→ **YOUR INSTRUCTIONS**:
Produce a verbatim transcription of the records below, beginning at the line containing "Exercise. Put one marker on every instance of the evergreen" and ending at the final line; include only those lines.

── MATERIAL PROVIDED

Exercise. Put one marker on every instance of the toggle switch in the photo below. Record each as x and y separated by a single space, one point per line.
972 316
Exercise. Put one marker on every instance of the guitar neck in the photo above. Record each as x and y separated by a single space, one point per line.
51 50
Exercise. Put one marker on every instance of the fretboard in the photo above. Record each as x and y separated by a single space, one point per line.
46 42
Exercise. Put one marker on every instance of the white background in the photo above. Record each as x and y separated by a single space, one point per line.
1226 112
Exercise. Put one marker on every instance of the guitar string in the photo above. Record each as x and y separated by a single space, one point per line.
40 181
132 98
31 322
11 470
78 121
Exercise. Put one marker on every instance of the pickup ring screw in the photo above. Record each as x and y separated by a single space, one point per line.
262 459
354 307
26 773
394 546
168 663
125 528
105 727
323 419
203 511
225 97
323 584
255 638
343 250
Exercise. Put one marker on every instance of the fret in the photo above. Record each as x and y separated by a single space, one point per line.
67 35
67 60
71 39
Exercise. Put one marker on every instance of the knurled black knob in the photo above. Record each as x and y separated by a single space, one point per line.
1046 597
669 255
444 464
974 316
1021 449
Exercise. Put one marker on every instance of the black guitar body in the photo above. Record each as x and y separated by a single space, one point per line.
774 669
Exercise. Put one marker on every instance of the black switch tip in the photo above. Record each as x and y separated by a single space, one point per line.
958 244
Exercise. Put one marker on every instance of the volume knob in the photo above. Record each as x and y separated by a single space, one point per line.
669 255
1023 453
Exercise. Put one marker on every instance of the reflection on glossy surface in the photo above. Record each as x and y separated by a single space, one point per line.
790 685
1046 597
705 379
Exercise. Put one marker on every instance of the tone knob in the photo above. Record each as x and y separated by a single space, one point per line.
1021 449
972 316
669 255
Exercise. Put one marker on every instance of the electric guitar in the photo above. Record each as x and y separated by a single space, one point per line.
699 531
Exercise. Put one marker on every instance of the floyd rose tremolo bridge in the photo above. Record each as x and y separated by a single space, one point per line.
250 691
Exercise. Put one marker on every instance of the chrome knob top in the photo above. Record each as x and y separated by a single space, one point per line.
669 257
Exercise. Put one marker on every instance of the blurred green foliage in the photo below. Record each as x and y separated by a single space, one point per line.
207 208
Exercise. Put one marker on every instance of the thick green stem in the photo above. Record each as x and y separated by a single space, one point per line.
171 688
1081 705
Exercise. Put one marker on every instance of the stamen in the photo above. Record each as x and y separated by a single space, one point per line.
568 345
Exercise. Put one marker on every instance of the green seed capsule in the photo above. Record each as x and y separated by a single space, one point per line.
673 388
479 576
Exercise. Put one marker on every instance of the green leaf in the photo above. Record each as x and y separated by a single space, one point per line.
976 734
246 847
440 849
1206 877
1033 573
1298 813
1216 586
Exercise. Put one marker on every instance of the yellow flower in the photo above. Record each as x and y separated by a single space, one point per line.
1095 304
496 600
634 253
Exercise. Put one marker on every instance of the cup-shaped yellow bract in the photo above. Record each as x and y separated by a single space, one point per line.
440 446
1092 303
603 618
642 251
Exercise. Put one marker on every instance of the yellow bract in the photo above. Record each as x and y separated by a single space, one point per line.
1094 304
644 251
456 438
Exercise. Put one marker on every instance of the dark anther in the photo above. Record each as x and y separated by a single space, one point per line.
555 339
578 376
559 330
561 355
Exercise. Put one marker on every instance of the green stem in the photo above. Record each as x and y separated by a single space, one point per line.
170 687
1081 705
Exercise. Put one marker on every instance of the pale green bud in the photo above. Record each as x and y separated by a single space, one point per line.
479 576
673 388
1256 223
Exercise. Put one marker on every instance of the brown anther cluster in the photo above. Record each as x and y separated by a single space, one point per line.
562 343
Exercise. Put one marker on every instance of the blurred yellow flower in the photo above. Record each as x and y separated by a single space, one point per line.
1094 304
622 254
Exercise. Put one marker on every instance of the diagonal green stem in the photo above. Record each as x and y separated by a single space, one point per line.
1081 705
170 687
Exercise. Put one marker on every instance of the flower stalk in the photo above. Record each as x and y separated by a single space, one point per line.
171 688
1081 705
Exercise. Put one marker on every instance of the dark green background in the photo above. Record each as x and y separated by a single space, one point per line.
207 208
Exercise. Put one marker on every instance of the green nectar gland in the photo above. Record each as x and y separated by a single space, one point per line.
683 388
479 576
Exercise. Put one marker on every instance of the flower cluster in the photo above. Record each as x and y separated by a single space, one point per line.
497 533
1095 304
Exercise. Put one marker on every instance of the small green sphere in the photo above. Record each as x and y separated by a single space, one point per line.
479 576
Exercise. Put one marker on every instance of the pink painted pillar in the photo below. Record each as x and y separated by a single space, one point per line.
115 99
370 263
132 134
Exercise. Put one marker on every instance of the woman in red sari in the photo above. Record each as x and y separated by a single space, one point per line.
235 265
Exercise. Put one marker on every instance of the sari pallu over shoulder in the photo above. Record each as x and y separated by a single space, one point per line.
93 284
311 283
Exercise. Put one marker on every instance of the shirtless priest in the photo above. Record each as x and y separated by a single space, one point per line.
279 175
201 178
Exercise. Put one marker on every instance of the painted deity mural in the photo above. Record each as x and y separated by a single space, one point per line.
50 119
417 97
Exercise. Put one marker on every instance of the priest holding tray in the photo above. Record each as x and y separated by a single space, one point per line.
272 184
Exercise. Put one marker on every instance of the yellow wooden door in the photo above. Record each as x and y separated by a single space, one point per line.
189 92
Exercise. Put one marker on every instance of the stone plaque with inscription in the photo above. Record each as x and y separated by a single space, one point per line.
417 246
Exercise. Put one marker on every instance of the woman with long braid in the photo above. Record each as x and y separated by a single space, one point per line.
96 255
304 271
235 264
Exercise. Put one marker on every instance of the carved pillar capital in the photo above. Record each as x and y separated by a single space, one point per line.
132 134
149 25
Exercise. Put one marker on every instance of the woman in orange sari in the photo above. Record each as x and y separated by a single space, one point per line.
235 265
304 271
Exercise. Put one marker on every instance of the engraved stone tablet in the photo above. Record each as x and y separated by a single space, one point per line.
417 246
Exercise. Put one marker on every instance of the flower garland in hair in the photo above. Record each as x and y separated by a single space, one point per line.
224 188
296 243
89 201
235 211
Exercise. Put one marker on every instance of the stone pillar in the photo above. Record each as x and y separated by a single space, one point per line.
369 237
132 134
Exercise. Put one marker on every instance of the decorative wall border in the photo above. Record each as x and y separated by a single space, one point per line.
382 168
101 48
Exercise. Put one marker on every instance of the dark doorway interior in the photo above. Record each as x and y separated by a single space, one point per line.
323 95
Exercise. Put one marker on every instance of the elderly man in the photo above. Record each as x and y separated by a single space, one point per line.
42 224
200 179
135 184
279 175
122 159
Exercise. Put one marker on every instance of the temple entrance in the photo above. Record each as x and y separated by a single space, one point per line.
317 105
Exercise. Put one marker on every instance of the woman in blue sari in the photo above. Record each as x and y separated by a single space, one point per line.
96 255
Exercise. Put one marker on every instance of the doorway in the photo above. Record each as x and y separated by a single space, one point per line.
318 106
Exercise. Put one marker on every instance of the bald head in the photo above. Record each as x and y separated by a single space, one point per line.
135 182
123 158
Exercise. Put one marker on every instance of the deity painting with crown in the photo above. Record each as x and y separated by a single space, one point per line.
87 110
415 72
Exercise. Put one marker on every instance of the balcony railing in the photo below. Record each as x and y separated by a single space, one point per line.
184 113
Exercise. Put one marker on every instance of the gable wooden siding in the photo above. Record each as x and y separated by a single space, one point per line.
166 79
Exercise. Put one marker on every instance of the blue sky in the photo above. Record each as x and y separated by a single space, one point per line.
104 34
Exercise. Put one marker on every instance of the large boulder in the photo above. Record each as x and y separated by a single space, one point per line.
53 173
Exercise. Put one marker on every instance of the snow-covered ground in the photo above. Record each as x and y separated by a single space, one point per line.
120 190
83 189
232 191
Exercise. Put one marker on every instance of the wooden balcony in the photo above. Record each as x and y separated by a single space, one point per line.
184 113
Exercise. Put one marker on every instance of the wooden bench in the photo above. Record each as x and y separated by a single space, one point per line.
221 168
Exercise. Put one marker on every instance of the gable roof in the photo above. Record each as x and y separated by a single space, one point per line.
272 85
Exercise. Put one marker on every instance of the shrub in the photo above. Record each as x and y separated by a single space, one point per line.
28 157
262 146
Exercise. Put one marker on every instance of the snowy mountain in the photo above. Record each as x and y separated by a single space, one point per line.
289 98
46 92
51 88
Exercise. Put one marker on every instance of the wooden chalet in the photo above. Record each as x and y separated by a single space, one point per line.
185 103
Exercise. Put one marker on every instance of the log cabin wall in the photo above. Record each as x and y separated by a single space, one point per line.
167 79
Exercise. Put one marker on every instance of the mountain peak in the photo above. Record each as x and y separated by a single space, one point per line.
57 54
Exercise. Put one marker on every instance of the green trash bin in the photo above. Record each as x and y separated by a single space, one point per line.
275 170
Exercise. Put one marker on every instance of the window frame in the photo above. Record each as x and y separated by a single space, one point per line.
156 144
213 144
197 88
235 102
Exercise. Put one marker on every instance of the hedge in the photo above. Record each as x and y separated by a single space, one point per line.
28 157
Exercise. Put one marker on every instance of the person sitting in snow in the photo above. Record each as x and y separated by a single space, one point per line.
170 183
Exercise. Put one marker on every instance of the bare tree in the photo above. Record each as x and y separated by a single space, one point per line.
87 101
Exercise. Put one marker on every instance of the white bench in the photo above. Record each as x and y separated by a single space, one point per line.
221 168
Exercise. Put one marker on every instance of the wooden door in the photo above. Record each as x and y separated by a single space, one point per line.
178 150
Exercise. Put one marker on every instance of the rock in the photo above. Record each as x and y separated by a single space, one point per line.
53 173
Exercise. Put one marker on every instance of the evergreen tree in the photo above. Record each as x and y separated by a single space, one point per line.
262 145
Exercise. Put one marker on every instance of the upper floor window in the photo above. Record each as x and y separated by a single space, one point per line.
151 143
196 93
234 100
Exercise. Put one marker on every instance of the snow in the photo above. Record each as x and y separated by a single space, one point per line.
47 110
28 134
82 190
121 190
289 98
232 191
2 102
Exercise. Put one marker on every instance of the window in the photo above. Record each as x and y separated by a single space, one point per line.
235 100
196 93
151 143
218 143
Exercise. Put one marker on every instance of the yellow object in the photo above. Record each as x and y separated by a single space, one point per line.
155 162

────

→ **TASK RESPONSE**:
Exercise. Put one marker on every instance of the evergreen tree in the photo above. Record each as x and y separated by a single space, one point per line.
262 145
Exercise. Put one marker on every instance of the upper floor window in the photo above. Record each as x and y separated by a single space, one point per line.
151 143
196 93
234 100
Exercise. Put one marker on every instance of the snow in the photo above. Record each as x and y separated by a single space, one point per line.
47 110
28 134
82 190
121 190
289 98
232 191
2 102
Exercise. Put one marker on every instance of the window in the photo above. Record each as x and y separated by a single space, one point per line.
235 100
196 93
151 143
218 143
Exercise. Put one marker on every instance of the yellow object in the photo above. Record each as x and y separated by a single space, one point per line.
155 162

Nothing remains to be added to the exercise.